N. 03086/2008 REG.RIC.
REPUBBLICA ITALIANA
IN NOME DEL POPOLO ITALIANO
Il Tribunale Amministrativo Regionale per la Sicilia
sezione staccata di Catania (Sezione Prima)
ha pronunciato la presente
SENTENZA
sul ricorso numero di registro generale 3086 del 2008, proposto da:
Impresa Ruggeri Francesco, rappresentato e difeso dall'avv. Nazareno Pergolizzi,
con domicilio eletto presso la Segreteria del Tar Catania;
contro
Comune di Milazzo in persona del Sindaco P.T., rappresentato e difeso dall'avv.
Salvatore Amato, con domicilio eletto presso la Segreteria del Tar;
per l'annullamento
dell’ordinanza n. 239 del 26.09.2008 con la quale è stato denegato il rilascio
della C.E. in sanatoria richiesta ex art. 13 L. 47/1985;
Visti il ricorso e i relativi allegati;
Visto l'atto di costituzione in giudizio di Comune di Milazzo in persona del
Sindaco P.T.;
Viste le memorie difensive;
Visti tutti gli atti della causa;
Relatore nell'udienza pubblica del giorno 2 dicembre 2010 il dott. Francesco
Bruno e uditi per le parti i difensori come specificato nel verbale;
Ritenuto e considerato in fatto e diritto quanto segue.

_ _ _ _ _ _ _

OBIETTIVO: Prosegui la sentenza del TAR di Catania sul ricorso contro il Comune di Milazzo, ripartendo subito dopo l'ultima frase riportata.

_ _ _ _ _ _ _

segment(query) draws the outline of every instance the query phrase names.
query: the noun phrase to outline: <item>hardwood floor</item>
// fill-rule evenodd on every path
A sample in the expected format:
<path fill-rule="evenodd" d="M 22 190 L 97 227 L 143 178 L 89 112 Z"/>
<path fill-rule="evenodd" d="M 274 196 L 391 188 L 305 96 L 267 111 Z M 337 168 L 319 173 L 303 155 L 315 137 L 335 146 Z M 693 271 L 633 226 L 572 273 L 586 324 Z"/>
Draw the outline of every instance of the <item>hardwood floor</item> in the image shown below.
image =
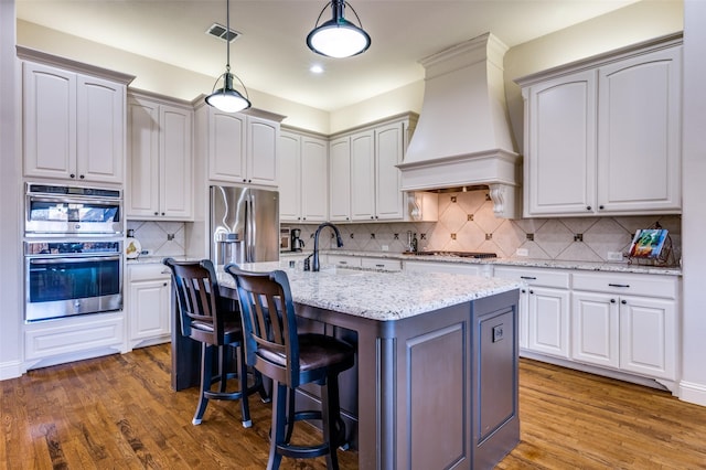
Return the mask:
<path fill-rule="evenodd" d="M 0 468 L 263 469 L 269 408 L 170 388 L 169 345 L 30 371 L 0 382 Z M 706 407 L 668 393 L 522 360 L 521 442 L 499 469 L 706 469 Z M 300 441 L 317 431 L 300 427 Z M 353 451 L 339 451 L 356 469 Z M 284 469 L 323 469 L 323 458 Z M 424 469 L 427 470 L 427 469 Z"/>

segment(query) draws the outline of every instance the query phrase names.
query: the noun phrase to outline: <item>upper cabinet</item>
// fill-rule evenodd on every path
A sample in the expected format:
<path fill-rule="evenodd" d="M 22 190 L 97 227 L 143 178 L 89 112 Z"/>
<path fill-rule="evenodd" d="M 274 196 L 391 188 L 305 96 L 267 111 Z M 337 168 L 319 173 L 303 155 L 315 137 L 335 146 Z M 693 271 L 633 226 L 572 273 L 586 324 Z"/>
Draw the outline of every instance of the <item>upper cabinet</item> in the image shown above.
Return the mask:
<path fill-rule="evenodd" d="M 404 115 L 331 141 L 332 221 L 427 220 L 416 199 L 400 190 L 397 168 L 415 122 L 416 115 Z"/>
<path fill-rule="evenodd" d="M 18 55 L 24 58 L 24 175 L 121 184 L 132 77 L 89 66 L 84 73 L 83 64 L 22 47 Z M 32 62 L 44 60 L 52 65 Z"/>
<path fill-rule="evenodd" d="M 210 180 L 277 186 L 281 116 L 223 113 L 211 106 L 203 106 L 196 113 L 197 119 L 203 118 L 205 124 Z"/>
<path fill-rule="evenodd" d="M 524 215 L 681 212 L 682 39 L 517 81 Z"/>
<path fill-rule="evenodd" d="M 152 96 L 128 100 L 126 214 L 141 220 L 193 216 L 193 108 Z"/>
<path fill-rule="evenodd" d="M 281 130 L 278 143 L 280 222 L 328 218 L 328 140 Z"/>

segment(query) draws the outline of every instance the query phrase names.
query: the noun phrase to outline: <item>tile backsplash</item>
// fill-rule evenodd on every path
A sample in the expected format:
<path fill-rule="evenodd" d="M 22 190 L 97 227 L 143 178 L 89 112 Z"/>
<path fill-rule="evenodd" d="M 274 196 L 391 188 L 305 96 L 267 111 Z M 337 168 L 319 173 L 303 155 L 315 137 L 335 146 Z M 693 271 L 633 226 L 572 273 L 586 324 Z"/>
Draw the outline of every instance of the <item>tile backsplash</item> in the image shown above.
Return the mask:
<path fill-rule="evenodd" d="M 417 234 L 419 249 L 493 252 L 515 256 L 518 248 L 536 259 L 608 261 L 608 253 L 627 253 L 637 229 L 660 224 L 670 233 L 675 263 L 681 257 L 678 215 L 563 218 L 498 218 L 486 190 L 439 194 L 438 222 L 336 224 L 344 248 L 363 252 L 402 253 L 407 232 Z M 286 225 L 302 229 L 304 250 L 313 247 L 317 225 Z M 334 246 L 333 233 L 329 245 Z M 386 249 L 385 249 L 386 248 Z"/>
<path fill-rule="evenodd" d="M 608 253 L 627 253 L 637 229 L 660 224 L 670 233 L 674 261 L 678 264 L 682 218 L 678 215 L 624 217 L 498 218 L 488 191 L 439 194 L 438 222 L 336 224 L 344 248 L 361 252 L 402 253 L 407 232 L 417 235 L 419 250 L 492 252 L 515 256 L 571 261 L 608 261 Z M 149 256 L 185 255 L 183 222 L 128 221 L 142 250 Z M 317 225 L 282 224 L 301 228 L 304 250 L 313 248 Z M 329 237 L 329 242 L 327 242 Z M 322 248 L 335 246 L 333 231 L 324 228 Z"/>
<path fill-rule="evenodd" d="M 183 222 L 128 221 L 127 225 L 140 241 L 143 256 L 183 256 L 186 252 Z"/>

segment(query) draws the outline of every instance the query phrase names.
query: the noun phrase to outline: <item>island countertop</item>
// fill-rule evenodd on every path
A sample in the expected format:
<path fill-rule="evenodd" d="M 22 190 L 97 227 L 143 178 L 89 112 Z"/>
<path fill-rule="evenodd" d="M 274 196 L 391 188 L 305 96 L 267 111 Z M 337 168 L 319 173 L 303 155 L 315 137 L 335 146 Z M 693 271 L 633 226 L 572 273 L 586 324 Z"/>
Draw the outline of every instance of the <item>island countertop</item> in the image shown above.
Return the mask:
<path fill-rule="evenodd" d="M 371 320 L 400 320 L 518 289 L 514 280 L 442 273 L 381 273 L 322 267 L 319 273 L 289 267 L 287 260 L 243 264 L 240 268 L 287 273 L 295 302 Z M 235 288 L 218 267 L 218 282 Z"/>

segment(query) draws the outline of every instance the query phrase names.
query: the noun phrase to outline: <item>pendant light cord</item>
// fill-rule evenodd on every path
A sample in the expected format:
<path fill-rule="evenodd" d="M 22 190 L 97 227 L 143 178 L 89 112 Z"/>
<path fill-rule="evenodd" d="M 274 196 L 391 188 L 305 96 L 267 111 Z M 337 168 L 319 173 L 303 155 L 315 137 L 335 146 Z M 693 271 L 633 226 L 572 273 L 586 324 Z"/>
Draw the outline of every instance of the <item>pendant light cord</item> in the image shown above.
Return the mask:
<path fill-rule="evenodd" d="M 231 73 L 231 0 L 225 0 L 225 51 L 226 51 L 226 62 L 225 62 L 225 73 Z"/>

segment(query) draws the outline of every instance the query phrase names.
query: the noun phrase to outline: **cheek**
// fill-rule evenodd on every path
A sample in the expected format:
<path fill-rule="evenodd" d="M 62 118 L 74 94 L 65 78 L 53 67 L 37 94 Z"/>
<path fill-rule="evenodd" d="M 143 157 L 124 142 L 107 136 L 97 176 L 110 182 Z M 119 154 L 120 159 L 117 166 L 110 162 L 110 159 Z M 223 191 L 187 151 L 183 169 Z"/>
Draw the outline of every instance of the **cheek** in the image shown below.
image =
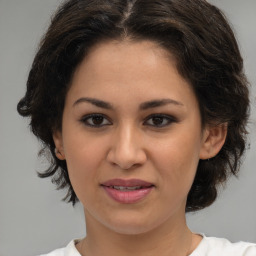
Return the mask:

_ _ _ _ _ _ _

RISULTATO FINALE:
FATTO
La ricorrente impresa Ruggeri Francesco ha acquistato la proprietà di un
immobile di antica costruzione sito in territorio del Comune di Milazzo; ha
successivamente ottenuto a proprio favore la voltura della autorizzazione n.
269/06, già rilasciata alla precedente proprietaria dell’edificio, avente ad
oggetto il restauro conservativo dell’immobile; ha infine comunicato l’avvio dei
lavori così autorizzati.
A seguito di un sopralluogo della Polizia Municipale è stata contestata
l’illegittima attività di demolizione e contestuale ricostruzione dell’edificio,
cui è seguito il sequestro del cantiere.
L’impresa ricorrente ha allora presentato domanda ex art. 13 della L. 47/1985
per ottenere l’autorizzazione edilizia in sanatoria; ma il Comune ha respinto
l’istanza con provvedimento n. 239 del 26.09.2008 - intimando anche la
demolizione dell’abuso - rilevando che, sebbene sia stata mantenuta la sagoma e
la volumetria del preesistente edificio, l’intervento realizzato rientra nel
concetto di “ricostruzione edilizia” e non di “restauro conservativo” che è
l’unica forma di trasformazione del territorio consentita nella zona dalle
N.T.A. del PRG.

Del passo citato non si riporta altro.